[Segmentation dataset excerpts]

────

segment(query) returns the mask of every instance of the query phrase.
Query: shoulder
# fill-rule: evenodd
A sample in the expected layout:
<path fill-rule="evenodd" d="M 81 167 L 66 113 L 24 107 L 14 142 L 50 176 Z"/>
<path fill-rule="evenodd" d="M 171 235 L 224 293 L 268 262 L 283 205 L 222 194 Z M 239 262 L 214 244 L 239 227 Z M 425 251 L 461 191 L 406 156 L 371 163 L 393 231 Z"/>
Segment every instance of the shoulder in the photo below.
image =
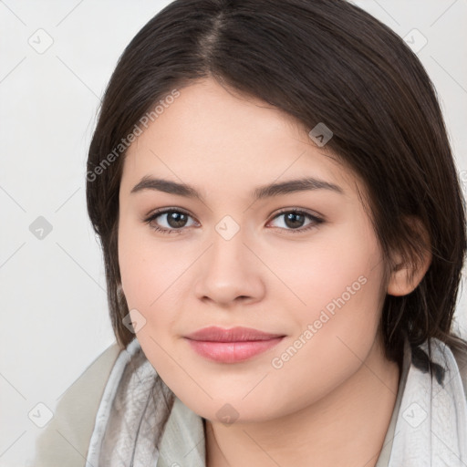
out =
<path fill-rule="evenodd" d="M 119 353 L 115 342 L 61 396 L 52 420 L 36 441 L 33 467 L 85 465 L 96 413 Z"/>

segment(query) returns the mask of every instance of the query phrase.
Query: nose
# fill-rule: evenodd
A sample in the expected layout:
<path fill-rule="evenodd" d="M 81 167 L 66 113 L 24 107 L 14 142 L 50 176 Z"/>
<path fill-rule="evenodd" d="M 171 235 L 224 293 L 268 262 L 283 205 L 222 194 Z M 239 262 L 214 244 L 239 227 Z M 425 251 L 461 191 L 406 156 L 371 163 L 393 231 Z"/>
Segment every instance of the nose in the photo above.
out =
<path fill-rule="evenodd" d="M 242 229 L 230 239 L 213 231 L 196 271 L 195 294 L 200 300 L 229 306 L 263 299 L 267 268 L 245 236 Z"/>

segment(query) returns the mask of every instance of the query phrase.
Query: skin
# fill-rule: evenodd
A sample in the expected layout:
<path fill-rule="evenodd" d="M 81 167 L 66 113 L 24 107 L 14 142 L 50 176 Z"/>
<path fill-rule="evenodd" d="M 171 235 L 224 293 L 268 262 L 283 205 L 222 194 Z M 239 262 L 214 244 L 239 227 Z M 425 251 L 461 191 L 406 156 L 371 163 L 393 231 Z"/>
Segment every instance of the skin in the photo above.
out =
<path fill-rule="evenodd" d="M 410 292 L 428 262 L 412 283 L 403 265 L 384 280 L 381 251 L 357 192 L 365 193 L 365 186 L 326 146 L 314 144 L 309 130 L 207 78 L 182 88 L 126 155 L 119 219 L 123 291 L 132 317 L 145 320 L 137 338 L 148 359 L 206 419 L 208 467 L 296 467 L 310 460 L 371 467 L 382 448 L 400 368 L 383 355 L 381 306 L 387 293 Z M 145 175 L 192 185 L 204 202 L 155 190 L 130 193 Z M 304 176 L 338 185 L 342 193 L 250 195 L 257 186 Z M 151 228 L 177 230 L 167 214 L 144 223 L 160 208 L 189 214 L 182 233 Z M 277 217 L 283 208 L 324 222 L 304 218 L 290 226 L 285 215 Z M 240 228 L 229 240 L 215 229 L 226 215 Z M 362 276 L 359 290 L 274 368 L 273 358 Z M 246 361 L 218 363 L 183 337 L 208 326 L 285 337 Z M 217 415 L 225 404 L 238 417 L 230 424 Z"/>

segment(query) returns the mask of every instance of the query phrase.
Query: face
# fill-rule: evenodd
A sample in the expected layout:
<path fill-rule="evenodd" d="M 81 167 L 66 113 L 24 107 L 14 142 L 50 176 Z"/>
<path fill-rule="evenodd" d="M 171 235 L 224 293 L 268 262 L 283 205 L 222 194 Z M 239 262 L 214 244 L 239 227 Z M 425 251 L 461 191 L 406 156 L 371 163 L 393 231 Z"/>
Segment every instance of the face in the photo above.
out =
<path fill-rule="evenodd" d="M 119 191 L 119 262 L 137 338 L 203 418 L 292 413 L 375 348 L 383 263 L 364 186 L 311 129 L 263 101 L 212 79 L 170 101 L 129 148 Z M 168 182 L 134 189 L 143 177 Z M 286 184 L 302 179 L 315 182 Z M 213 326 L 272 336 L 187 338 Z"/>

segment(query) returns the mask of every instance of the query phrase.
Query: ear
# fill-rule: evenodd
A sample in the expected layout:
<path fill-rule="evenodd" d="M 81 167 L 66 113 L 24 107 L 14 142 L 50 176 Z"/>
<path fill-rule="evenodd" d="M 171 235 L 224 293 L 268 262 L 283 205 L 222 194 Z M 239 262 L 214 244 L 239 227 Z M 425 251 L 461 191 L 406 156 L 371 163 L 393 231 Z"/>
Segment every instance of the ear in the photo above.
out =
<path fill-rule="evenodd" d="M 393 260 L 396 265 L 390 272 L 387 293 L 389 296 L 406 296 L 415 290 L 425 275 L 431 264 L 431 249 L 430 235 L 421 221 L 416 217 L 406 218 L 409 227 L 413 231 L 414 236 L 420 237 L 423 244 L 422 257 L 417 265 L 409 260 L 404 261 L 400 252 L 393 252 Z"/>

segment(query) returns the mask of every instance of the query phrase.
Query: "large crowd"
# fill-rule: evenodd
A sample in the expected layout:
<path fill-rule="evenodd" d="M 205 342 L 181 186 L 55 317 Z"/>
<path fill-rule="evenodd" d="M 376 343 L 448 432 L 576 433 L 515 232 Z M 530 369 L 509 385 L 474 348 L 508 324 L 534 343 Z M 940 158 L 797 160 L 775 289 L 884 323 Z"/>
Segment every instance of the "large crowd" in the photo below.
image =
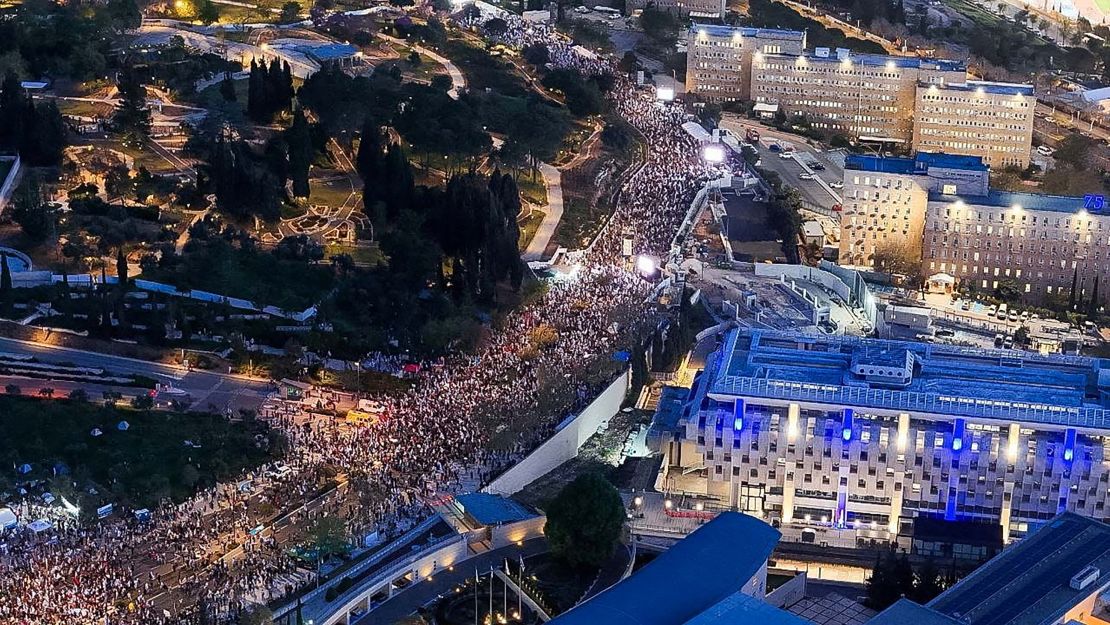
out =
<path fill-rule="evenodd" d="M 544 43 L 557 67 L 615 71 L 548 27 L 512 21 L 504 40 Z M 588 402 L 607 382 L 598 371 L 616 366 L 612 354 L 658 323 L 644 304 L 653 284 L 628 270 L 624 241 L 632 238 L 637 254 L 666 258 L 705 178 L 696 145 L 680 129 L 682 108 L 623 78 L 616 82 L 612 100 L 649 147 L 646 159 L 624 173 L 613 219 L 579 265 L 514 313 L 480 354 L 426 367 L 411 392 L 375 397 L 386 416 L 369 427 L 274 417 L 290 443 L 287 468 L 256 480 L 253 491 L 223 484 L 167 503 L 149 520 L 87 526 L 58 520 L 48 537 L 7 537 L 0 624 L 233 621 L 245 603 L 279 599 L 303 582 L 304 565 L 281 535 L 256 531 L 268 514 L 290 512 L 290 527 L 335 514 L 352 535 L 373 528 L 396 536 L 428 514 L 424 501 L 487 482 L 548 436 L 559 416 Z M 543 326 L 557 334 L 554 345 L 522 349 Z M 395 364 L 383 356 L 372 367 Z M 319 503 L 319 477 L 329 471 L 362 484 L 347 492 L 363 494 Z"/>

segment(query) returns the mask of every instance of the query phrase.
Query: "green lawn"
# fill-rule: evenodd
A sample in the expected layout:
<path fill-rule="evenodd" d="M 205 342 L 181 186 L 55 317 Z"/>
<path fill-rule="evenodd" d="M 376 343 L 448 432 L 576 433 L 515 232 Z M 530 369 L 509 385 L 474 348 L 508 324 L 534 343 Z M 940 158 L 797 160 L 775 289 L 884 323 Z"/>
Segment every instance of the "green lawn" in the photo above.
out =
<path fill-rule="evenodd" d="M 127 431 L 118 429 L 122 421 L 130 425 Z M 92 436 L 93 429 L 102 434 Z M 153 507 L 162 497 L 182 501 L 272 457 L 254 444 L 255 434 L 271 436 L 262 422 L 232 423 L 215 414 L 135 411 L 99 402 L 0 395 L 0 490 L 46 480 L 54 495 L 80 501 L 82 510 L 103 503 Z M 58 463 L 70 475 L 54 476 Z M 31 465 L 29 474 L 16 472 L 22 464 Z M 98 494 L 90 495 L 90 487 Z"/>
<path fill-rule="evenodd" d="M 521 239 L 517 241 L 517 248 L 525 250 L 528 243 L 532 242 L 532 238 L 536 235 L 536 230 L 539 230 L 539 224 L 544 221 L 546 213 L 543 211 L 532 211 L 532 214 L 522 219 L 519 221 L 521 226 Z"/>

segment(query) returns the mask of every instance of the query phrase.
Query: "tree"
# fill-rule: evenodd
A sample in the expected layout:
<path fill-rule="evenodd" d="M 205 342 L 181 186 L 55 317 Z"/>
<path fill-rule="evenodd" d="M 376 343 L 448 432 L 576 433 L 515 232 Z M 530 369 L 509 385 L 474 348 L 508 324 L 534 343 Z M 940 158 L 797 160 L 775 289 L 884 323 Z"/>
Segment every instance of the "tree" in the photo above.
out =
<path fill-rule="evenodd" d="M 929 603 L 944 592 L 945 584 L 940 576 L 940 569 L 937 568 L 937 563 L 931 557 L 925 561 L 921 568 L 917 571 L 916 576 L 917 582 L 914 585 L 914 593 L 910 597 L 917 603 Z"/>
<path fill-rule="evenodd" d="M 290 0 L 281 6 L 281 17 L 279 18 L 281 23 L 295 22 L 300 17 L 301 4 L 299 2 Z"/>
<path fill-rule="evenodd" d="M 120 70 L 118 88 L 120 102 L 112 114 L 112 127 L 122 135 L 124 145 L 141 145 L 150 137 L 147 88 L 139 81 L 138 71 L 127 67 Z"/>
<path fill-rule="evenodd" d="M 563 487 L 547 510 L 544 534 L 552 553 L 572 566 L 599 566 L 613 553 L 624 526 L 617 490 L 597 473 Z"/>
<path fill-rule="evenodd" d="M 11 268 L 8 266 L 8 252 L 0 252 L 0 296 L 4 302 L 11 300 Z"/>
<path fill-rule="evenodd" d="M 196 7 L 196 19 L 204 26 L 220 21 L 220 7 L 212 0 L 202 0 Z"/>
<path fill-rule="evenodd" d="M 339 516 L 331 514 L 322 516 L 312 530 L 309 531 L 309 538 L 316 551 L 317 562 L 341 554 L 350 546 L 347 544 L 346 524 Z"/>
<path fill-rule="evenodd" d="M 234 102 L 239 99 L 235 95 L 235 83 L 231 80 L 231 72 L 224 72 L 223 80 L 220 81 L 220 95 L 224 102 Z"/>
<path fill-rule="evenodd" d="M 309 168 L 312 164 L 313 149 L 309 121 L 301 109 L 293 113 L 293 123 L 285 132 L 285 142 L 289 144 L 289 173 L 293 180 L 293 195 L 307 198 L 311 191 Z"/>
<path fill-rule="evenodd" d="M 54 234 L 54 210 L 42 199 L 39 177 L 31 172 L 20 185 L 16 208 L 11 214 L 29 239 L 43 241 Z"/>
<path fill-rule="evenodd" d="M 670 46 L 678 37 L 678 18 L 670 11 L 648 6 L 639 14 L 639 26 L 644 29 L 644 34 L 658 44 Z"/>

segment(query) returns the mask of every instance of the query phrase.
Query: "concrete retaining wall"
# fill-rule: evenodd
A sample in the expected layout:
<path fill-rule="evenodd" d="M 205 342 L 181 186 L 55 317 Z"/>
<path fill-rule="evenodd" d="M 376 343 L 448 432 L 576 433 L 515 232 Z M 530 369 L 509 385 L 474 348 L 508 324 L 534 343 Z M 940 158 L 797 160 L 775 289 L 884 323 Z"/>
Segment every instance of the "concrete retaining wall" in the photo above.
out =
<path fill-rule="evenodd" d="M 578 416 L 482 491 L 495 495 L 513 495 L 556 466 L 577 456 L 583 443 L 597 432 L 603 422 L 608 421 L 620 410 L 620 404 L 628 393 L 629 382 L 630 377 L 626 371 L 602 391 L 602 394 Z"/>

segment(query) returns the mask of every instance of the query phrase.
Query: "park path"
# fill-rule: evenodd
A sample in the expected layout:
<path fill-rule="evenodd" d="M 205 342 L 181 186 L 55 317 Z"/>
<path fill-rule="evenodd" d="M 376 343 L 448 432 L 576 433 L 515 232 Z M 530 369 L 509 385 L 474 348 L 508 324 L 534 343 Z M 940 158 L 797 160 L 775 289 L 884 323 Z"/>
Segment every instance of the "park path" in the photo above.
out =
<path fill-rule="evenodd" d="M 396 43 L 398 46 L 408 46 L 417 53 L 424 54 L 425 57 L 428 57 L 433 61 L 443 65 L 443 69 L 447 70 L 447 74 L 451 75 L 451 89 L 447 91 L 447 95 L 451 95 L 453 99 L 457 100 L 458 93 L 463 89 L 466 89 L 466 78 L 463 77 L 463 72 L 458 71 L 458 68 L 455 67 L 455 63 L 451 62 L 451 59 L 442 57 L 433 52 L 432 50 L 424 48 L 423 46 L 417 46 L 410 41 L 405 41 L 404 39 L 397 39 L 396 37 L 390 37 L 384 32 L 379 32 L 377 36 L 391 43 Z"/>
<path fill-rule="evenodd" d="M 547 163 L 539 163 L 539 173 L 544 177 L 544 185 L 547 187 L 547 206 L 544 221 L 539 223 L 536 233 L 524 250 L 523 258 L 526 261 L 538 261 L 544 258 L 544 251 L 551 243 L 558 222 L 563 219 L 563 173 Z"/>

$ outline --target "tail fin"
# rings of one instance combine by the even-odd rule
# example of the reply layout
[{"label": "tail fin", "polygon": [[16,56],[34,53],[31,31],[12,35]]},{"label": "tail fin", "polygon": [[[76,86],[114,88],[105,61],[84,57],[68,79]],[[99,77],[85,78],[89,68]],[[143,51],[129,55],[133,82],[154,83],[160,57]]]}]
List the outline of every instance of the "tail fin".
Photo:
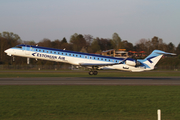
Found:
[{"label": "tail fin", "polygon": [[149,56],[147,56],[142,62],[147,65],[148,68],[154,69],[154,66],[158,63],[163,55],[176,55],[174,53],[167,53],[161,50],[154,50]]}]

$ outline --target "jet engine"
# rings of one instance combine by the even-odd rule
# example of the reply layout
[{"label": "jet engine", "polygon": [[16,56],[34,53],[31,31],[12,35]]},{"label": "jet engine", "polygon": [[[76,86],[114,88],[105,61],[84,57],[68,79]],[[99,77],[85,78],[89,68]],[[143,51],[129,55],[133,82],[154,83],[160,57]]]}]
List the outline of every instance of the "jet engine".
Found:
[{"label": "jet engine", "polygon": [[134,60],[134,61],[126,60],[126,61],[125,61],[125,64],[126,64],[126,65],[129,65],[129,66],[133,66],[133,67],[137,67],[137,66],[140,66],[140,65],[141,65],[141,63],[138,62],[138,61],[136,61],[136,60]]}]

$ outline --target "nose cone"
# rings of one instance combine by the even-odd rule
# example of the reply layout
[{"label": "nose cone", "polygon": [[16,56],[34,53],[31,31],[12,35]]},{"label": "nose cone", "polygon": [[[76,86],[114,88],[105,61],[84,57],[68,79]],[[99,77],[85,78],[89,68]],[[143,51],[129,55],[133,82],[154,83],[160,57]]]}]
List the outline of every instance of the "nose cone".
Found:
[{"label": "nose cone", "polygon": [[8,53],[8,49],[4,51],[5,53]]}]

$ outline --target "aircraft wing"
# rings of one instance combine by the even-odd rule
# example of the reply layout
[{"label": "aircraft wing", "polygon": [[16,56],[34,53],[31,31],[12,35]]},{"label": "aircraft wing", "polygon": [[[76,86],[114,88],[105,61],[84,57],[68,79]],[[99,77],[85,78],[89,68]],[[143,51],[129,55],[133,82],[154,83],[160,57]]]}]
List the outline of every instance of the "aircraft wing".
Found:
[{"label": "aircraft wing", "polygon": [[111,66],[119,63],[79,63],[81,66]]}]

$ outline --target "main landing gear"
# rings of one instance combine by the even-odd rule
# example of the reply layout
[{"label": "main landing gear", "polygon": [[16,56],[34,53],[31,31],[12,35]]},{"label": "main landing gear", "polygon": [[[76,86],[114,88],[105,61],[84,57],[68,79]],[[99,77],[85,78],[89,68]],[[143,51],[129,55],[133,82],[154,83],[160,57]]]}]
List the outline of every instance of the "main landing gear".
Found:
[{"label": "main landing gear", "polygon": [[89,75],[97,75],[98,74],[98,71],[89,71]]}]

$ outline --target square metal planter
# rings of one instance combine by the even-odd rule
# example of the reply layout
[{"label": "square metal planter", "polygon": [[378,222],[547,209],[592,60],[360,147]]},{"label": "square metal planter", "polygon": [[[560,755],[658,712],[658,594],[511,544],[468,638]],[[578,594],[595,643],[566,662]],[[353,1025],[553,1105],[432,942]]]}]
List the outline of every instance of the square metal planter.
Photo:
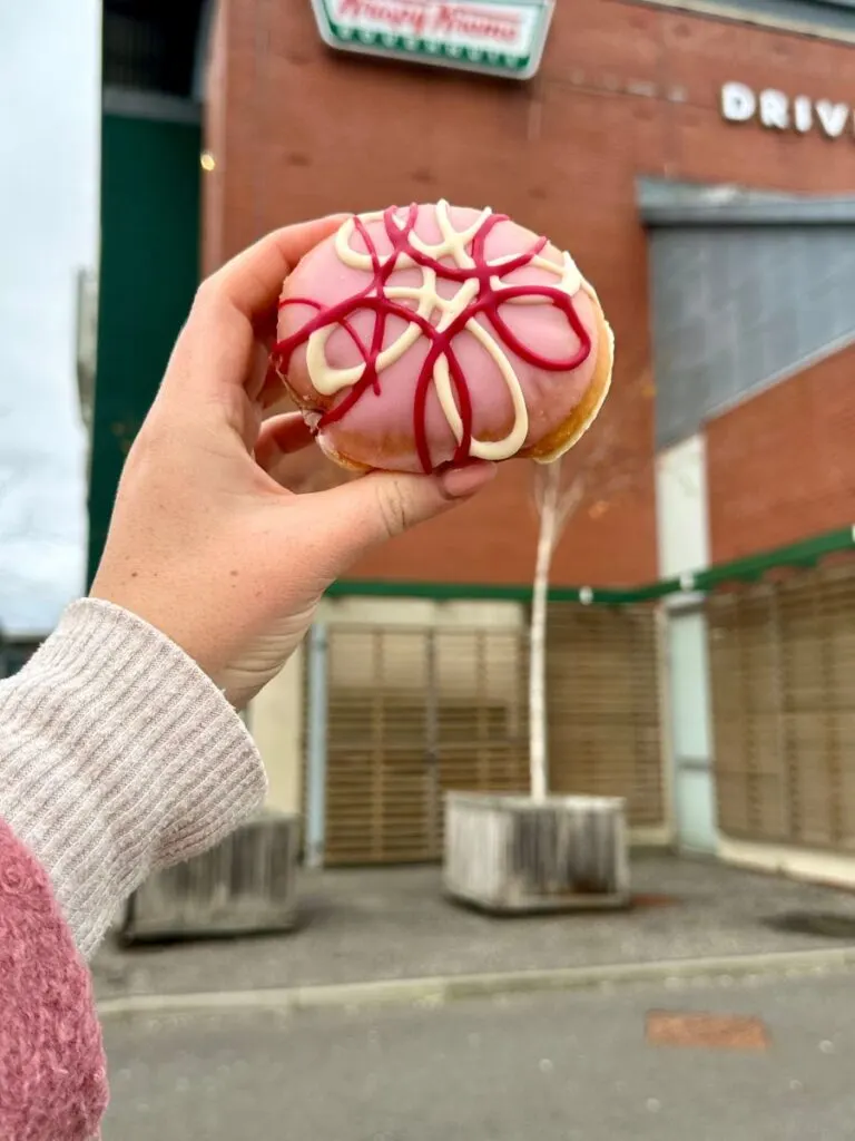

────

» PROBLEM DETAILS
Copy the lines above word for word, from the start through the line containing "242 229 L 230", leaving out the pictures.

» THE COMPLETED TASK
segment(query) returns the mask of every instance of the query phrase.
Query: shoulder
# fill-rule: evenodd
A sample in the expected layout:
<path fill-rule="evenodd" d="M 81 167 L 66 113 L 24 107 L 14 142 L 50 176 Z"/>
<path fill-rule="evenodd" d="M 171 235 L 224 293 L 268 262 L 283 205 L 222 194 Z M 239 262 L 214 244 L 239 227 Z M 425 251 L 461 191 L 406 156 L 371 163 L 393 231 Z"/>
Segment every instance of the shoulder in the photo below.
image =
out =
<path fill-rule="evenodd" d="M 119 353 L 115 342 L 61 396 L 52 420 L 36 441 L 33 467 L 85 465 L 96 413 Z"/>

segment(query) returns the mask of every instance of the query phrase.
Query: nose
# fill-rule: evenodd
A sample in the expected layout:
<path fill-rule="evenodd" d="M 81 167 L 66 113 L 24 107 L 14 142 L 50 176 Z"/>
<path fill-rule="evenodd" d="M 171 235 L 224 293 L 268 262 L 283 205 L 222 194 Z M 239 262 L 214 244 L 239 227 Z M 425 251 L 461 191 L 406 156 L 371 163 L 393 231 Z"/>
Segment every instance of the nose in the photo above.
out =
<path fill-rule="evenodd" d="M 242 229 L 230 239 L 213 231 L 196 271 L 195 294 L 200 300 L 229 306 L 263 299 L 267 268 L 245 236 Z"/>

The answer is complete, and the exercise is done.